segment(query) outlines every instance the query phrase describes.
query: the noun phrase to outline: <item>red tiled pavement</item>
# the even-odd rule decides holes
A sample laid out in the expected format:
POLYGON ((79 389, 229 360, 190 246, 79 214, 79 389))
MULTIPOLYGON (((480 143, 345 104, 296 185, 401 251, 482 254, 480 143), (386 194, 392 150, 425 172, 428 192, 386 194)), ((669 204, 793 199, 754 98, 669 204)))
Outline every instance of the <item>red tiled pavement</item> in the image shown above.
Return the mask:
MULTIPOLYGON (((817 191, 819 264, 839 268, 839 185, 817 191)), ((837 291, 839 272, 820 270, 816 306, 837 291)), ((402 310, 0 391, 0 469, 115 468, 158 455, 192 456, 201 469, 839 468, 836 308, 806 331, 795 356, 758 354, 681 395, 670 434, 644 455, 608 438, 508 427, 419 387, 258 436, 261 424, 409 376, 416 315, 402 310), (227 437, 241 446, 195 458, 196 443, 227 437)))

WORK TO DO:
Render the entry above as a JSON list of strings, one string per line, skipping any blank lines.

ANSWER TO THIS EXERCISE:
[
  "segment(query) outlines every instance the query phrase describes.",
  "query: the noun phrase to outline: <item>red tiled pavement</item>",
  "# the even-odd rule decides holes",
  "A sample laid out in the expected format:",
  "POLYGON ((79 389, 229 360, 190 246, 79 214, 79 389))",
  "MULTIPOLYGON (((480 143, 345 104, 296 185, 401 251, 482 254, 480 143), (386 194, 392 150, 425 172, 428 192, 386 194)), ((669 204, 793 199, 754 98, 669 204)))",
  "Outline every instance of the <item>red tiled pavement</item> in the image shown above.",
  "Return the mask:",
  "MULTIPOLYGON (((817 191, 819 264, 839 268, 839 185, 817 191)), ((837 291, 839 272, 820 270, 816 306, 837 291)), ((402 310, 0 391, 0 469, 115 468, 158 455, 192 456, 201 469, 839 468, 836 308, 806 331, 795 356, 758 354, 681 395, 670 434, 644 455, 608 438, 508 427, 419 387, 258 436, 261 424, 409 376, 416 315, 402 310), (227 437, 241 446, 195 458, 196 443, 227 437)))"
]